WRITTEN REQUEST
Can you copy the entries from the line with "Indicate every instance of the low" to the line with "(1201, 700)", both included, leaving the requests unchanged but scaling every coordinate in the answers by 1.25 and rounding to whole numbers, with halves going up? Return only those lines.

-- start of RECORDS SHOWN --

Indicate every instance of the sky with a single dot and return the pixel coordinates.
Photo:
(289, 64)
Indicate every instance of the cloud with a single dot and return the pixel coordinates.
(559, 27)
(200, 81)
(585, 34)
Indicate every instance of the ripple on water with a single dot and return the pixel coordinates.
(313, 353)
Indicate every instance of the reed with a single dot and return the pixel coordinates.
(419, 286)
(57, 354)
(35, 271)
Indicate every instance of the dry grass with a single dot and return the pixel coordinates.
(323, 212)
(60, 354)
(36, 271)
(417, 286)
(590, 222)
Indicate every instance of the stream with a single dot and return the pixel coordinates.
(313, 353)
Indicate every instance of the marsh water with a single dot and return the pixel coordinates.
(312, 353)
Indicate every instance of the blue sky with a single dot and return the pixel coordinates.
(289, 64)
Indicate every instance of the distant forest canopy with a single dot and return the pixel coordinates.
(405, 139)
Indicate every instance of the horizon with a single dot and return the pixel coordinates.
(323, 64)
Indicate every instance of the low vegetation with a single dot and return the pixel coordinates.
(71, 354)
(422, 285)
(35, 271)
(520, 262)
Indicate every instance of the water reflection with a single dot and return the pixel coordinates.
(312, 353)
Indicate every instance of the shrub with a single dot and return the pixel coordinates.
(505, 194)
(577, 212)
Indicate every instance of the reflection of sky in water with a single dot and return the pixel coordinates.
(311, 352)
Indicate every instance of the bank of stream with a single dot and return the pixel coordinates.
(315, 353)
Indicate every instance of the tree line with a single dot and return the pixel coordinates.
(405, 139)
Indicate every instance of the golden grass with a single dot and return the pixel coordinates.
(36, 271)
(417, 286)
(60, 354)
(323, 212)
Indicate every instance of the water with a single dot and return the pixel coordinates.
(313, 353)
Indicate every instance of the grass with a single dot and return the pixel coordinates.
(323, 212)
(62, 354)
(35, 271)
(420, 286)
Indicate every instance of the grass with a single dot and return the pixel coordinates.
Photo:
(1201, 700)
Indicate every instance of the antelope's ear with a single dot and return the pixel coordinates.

-- end of RECORDS SHOWN --

ANSWER TO THIS TASK
Indicate every instance of the low vegetation with a single dot and return the pixel coordinates.
(89, 443)
(528, 356)
(44, 339)
(650, 328)
Indicate every instance of the water reflection with a single dot and return the pixel coordinates.
(390, 441)
Indicate every instance of the shrub with a single dot and return the pixel coordinates.
(631, 243)
(721, 265)
Indicate every instance of the reflection of sky in water with a single dot and return the pixel coordinates.
(389, 440)
Indicate every instance of the bank of stream with a single dot and return the pixel coordinates.
(394, 441)
Indicate every instance of the tree line with a single dot and return the pixel coordinates.
(506, 174)
Indicate every instance of the golden grass with a single dot and return the pixel coordinates.
(45, 339)
(521, 358)
(75, 443)
(404, 265)
Indicate every instance of the water with a single dot and return the pixel coordinates.
(391, 441)
Indicate every instance of the grass with a single dot and return the pixel coordinates.
(404, 265)
(78, 443)
(44, 339)
(525, 358)
Indicate every instance of the grass with a single dot and return the pixel coordinates.
Photo:
(1501, 875)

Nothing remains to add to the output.